RDRS is situated within its ancient British establishment. From the entrance, first it’s a 100 metre green field with lychee and mango orchards. On the right, there are several small red brick buildings, marking the timeless art of British architecture. On the left, another red brick building. A further 100 metre walk away awaits a British bungalow.
A french organisation named Life Project 4 Youth (LP4Y), rented the site from RDRS.
This whole arrangement is a Green Village, part of the global LP4Y (Life Project 4 Youth) alliance. Here, marginalised young women begin to build a future they once did not know could exist.
The Green Village does not promise instant success. What it offers instead is something more foundational: a starting point. A space where young women can begin to step into with skills, confidence, and a clearer sense of possibility. They learn how to write a CV, how to search for jobs, and how to attend interviews. Even basic things — how to present themselves, how to communicate.

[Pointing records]
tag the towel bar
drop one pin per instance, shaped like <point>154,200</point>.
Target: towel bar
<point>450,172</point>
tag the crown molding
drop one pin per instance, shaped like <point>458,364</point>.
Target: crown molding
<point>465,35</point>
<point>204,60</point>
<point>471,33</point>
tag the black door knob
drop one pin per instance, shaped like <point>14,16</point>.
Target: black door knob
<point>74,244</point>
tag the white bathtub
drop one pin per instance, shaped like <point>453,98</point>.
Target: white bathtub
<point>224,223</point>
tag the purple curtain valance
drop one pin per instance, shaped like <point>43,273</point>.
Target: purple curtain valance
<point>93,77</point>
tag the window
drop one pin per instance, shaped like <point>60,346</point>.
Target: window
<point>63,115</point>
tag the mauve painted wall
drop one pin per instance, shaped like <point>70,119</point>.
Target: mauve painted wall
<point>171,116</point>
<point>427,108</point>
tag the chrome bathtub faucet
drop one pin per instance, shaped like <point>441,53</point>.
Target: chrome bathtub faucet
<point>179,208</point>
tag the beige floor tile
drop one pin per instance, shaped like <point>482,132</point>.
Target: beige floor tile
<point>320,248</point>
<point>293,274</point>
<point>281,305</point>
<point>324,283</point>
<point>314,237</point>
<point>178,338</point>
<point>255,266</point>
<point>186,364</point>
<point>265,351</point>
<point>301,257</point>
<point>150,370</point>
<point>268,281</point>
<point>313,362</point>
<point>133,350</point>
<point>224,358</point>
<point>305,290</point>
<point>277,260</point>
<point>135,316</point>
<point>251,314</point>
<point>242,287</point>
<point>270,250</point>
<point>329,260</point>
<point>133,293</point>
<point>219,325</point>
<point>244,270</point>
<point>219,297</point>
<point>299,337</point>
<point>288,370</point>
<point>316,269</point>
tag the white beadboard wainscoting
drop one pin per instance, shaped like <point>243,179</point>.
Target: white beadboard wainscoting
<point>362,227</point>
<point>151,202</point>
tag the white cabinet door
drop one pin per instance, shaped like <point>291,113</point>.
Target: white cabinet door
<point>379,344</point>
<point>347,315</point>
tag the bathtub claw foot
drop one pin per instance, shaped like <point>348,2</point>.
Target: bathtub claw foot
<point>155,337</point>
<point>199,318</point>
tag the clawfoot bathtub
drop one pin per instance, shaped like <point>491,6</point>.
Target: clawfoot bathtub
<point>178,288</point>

WORK TO COMPLETE -> Indicate whether each of the following statements agrees with the Green Village text, answering yes or no and quoting the decisive words of the text. (a) From the entrance, the first thing is a green field with lychee and mango orchards. (b) Life Project 4 Youth bought the site from RDRS. (c) The Green Village promises instant success.

EXPECTED ANSWER ->
(a) Yes: "first it’s a 100 metre green field with lychee and mango orchards."
(b) No: "rented the site from RDRS."
(c) No: "The Green Village does not promise instant success."